• Directions for this task: Figure out how many lines in the records below hold the string "flower". That number alone is the answer.

• Data extract:

--- START ---

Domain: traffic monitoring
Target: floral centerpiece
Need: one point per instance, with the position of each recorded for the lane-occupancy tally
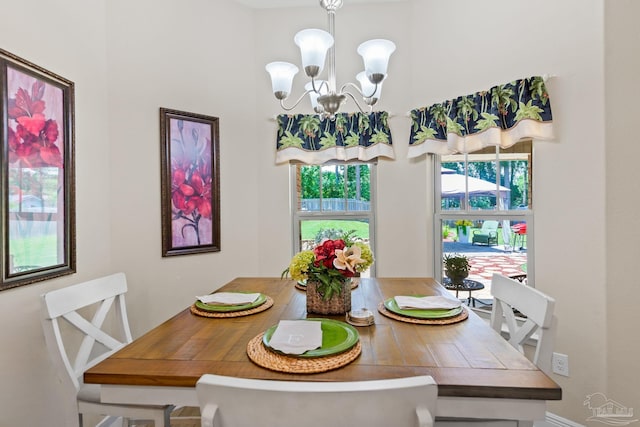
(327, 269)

--- END ---
--- START ---

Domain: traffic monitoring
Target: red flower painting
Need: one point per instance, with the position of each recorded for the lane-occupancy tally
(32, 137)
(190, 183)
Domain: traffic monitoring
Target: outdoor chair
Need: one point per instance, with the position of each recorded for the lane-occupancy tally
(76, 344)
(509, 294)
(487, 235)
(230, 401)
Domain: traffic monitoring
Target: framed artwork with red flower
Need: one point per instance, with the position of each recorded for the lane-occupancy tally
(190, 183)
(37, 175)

--- END ---

• Answer space: 2